_Page text_
————
FILE PHOTO: U.S. State Department spokesperson Tammy Bruce speaks during her first press briefing at the State Department in Washington, D.C., U.S., March 6, 2025. Photo: REUTERS/Kevin Lamarque/File Photo

President Donald Trump said on Saturday he was nominating State Department spokesperson Tammy Bruce as the next US deputy representative to the United Nations.

Bruce has been the State Department spokesperson since Trump took office in January.

In a post on social media in which Trump announced her nomination, the president said she did a “fantastic job” as State Department spokesperson. Bruce will need to be confirmed for the role by the US Senate, where Trump’s Republican Party holds a majority.

During press briefings, she has defended the Trump administration’s foreign policy decisions ranging from an immigration crackdown and visa revocations to US responses to Russia’s war in Ukraine and Israel’s war in Gaza, including a widely condemned armed private aid operation in the Palestinian territory.

Bruce was previously a political contributor and commentator on Fox News for over 20 years.

She has also authored books like “Fear Itself: Exposing the Left’s Mind-Killing Agenda” that criticized liberals and left-leaning viewpoints.

In a post after Trump’s announcement, Bruce thanked him and suggested that the role was a “few weeks” away. Neither Trump nor Bruce mentioned an exact timeline in their online posts.

“Now I’m blessed that in the next few weeks my commitment to advancing America First leadership and values continues on the global stage in this new post,” Bruce wrote on X.

Trump has picked former White House national security adviser Mike Waltz to be his U.N. envoy. Waltz’s Senate confirmation for that role, wherein he will be Bruce’s boss, is still due.

Waltz was Trump’s national security adviser until he was ousted on May 1 after he was caught up in a March scandal involving a Signal chat among top Trump national security aides on military strikes in Yemen. Trump then nominated Waltz as his U.N. ambassador.
————
[Annotated photo localization data]

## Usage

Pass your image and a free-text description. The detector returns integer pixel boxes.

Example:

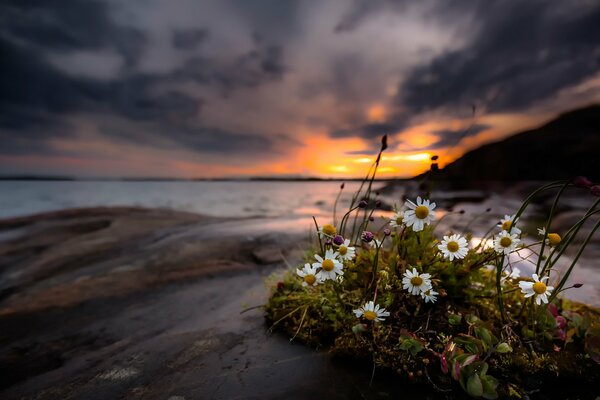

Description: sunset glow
[0,0,600,178]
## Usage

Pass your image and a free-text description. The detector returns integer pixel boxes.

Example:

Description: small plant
[266,137,600,399]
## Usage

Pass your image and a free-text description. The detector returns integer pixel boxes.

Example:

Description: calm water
[0,181,380,218]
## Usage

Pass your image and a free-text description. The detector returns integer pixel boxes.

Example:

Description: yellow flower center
[322,259,333,272]
[304,274,317,285]
[548,233,562,246]
[415,206,429,219]
[446,242,458,253]
[410,276,423,286]
[323,224,337,236]
[533,282,546,294]
[363,311,377,321]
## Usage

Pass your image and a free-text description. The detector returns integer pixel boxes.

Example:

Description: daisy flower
[402,268,431,296]
[546,233,562,246]
[313,250,344,281]
[538,228,562,246]
[369,239,383,249]
[319,224,337,237]
[403,196,435,232]
[296,263,321,286]
[500,267,521,284]
[494,231,520,254]
[498,215,521,235]
[421,289,439,303]
[438,235,469,261]
[337,239,356,261]
[519,274,554,306]
[354,301,390,322]
[390,211,404,228]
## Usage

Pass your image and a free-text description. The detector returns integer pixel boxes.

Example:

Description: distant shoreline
[0,176,412,182]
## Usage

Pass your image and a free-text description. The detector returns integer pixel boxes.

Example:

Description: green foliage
[265,141,600,399]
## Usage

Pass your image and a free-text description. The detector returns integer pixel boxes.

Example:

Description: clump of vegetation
[266,137,600,399]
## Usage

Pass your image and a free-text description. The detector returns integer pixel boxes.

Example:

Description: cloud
[397,1,600,113]
[0,0,600,177]
[427,124,492,150]
[173,28,208,49]
[0,0,297,164]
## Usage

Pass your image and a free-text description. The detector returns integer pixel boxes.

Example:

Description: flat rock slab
[0,208,446,400]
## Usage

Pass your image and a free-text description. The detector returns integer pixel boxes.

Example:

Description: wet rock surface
[0,208,446,400]
[0,208,594,400]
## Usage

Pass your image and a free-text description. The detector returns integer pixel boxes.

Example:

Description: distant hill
[436,105,600,182]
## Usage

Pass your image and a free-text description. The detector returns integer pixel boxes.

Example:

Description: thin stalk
[535,182,569,274]
[511,181,567,228]
[496,255,506,325]
[313,217,323,254]
[548,220,600,302]
[540,205,600,275]
[333,183,344,228]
————
_What to work on_
Please retype the part of the Tammy Bruce article from "In a post after" to "is still due.". The material has nothing to do with the article about Tammy Bruce.

_Result below_
In a post after Trump’s announcement, Bruce thanked him and suggested that the role was a “few weeks” away. Neither Trump nor Bruce mentioned an exact timeline in their online posts.

“Now I’m blessed that in the next few weeks my commitment to advancing America First leadership and values continues on the global stage in this new post,” Bruce wrote on X.

Trump has picked former White House national security adviser Mike Waltz to be his U.N. envoy. Waltz’s Senate confirmation for that role, wherein he will be Bruce’s boss, is still due.